[Prompt] After locating the line with "the white cloud", retype it and every later line exactly, stopping at the end of the records.

(Extracted data entries)
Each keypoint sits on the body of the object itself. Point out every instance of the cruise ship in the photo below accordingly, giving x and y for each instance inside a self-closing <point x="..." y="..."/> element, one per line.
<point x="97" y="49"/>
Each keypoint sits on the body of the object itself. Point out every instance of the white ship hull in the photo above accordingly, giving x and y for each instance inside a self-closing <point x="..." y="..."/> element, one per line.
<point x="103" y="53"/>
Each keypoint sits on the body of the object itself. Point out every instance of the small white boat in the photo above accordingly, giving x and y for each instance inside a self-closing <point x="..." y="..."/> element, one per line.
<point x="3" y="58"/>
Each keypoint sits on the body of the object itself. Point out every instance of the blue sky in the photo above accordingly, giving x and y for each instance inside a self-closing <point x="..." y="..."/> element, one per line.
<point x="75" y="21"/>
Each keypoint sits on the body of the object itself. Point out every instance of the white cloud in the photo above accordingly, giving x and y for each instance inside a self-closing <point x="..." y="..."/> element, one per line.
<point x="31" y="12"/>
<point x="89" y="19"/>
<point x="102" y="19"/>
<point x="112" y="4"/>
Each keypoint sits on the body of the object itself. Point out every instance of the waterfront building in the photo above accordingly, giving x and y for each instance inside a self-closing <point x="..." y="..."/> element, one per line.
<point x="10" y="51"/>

[Written solution]
Each keypoint sits on the body of the object itself. Point out every instance of the white cloud in the photo above accordingly, giving x and y for each instance inside a self-closing <point x="..." y="..."/> element, one per line.
<point x="31" y="12"/>
<point x="89" y="19"/>
<point x="102" y="19"/>
<point x="112" y="4"/>
Each keypoint sits on the body of the object itself. Point out every instance of the waterfront building in the photo above accordingly, giving x and y for each instance inside a self-closing <point x="..." y="..."/> element, one per line.
<point x="10" y="51"/>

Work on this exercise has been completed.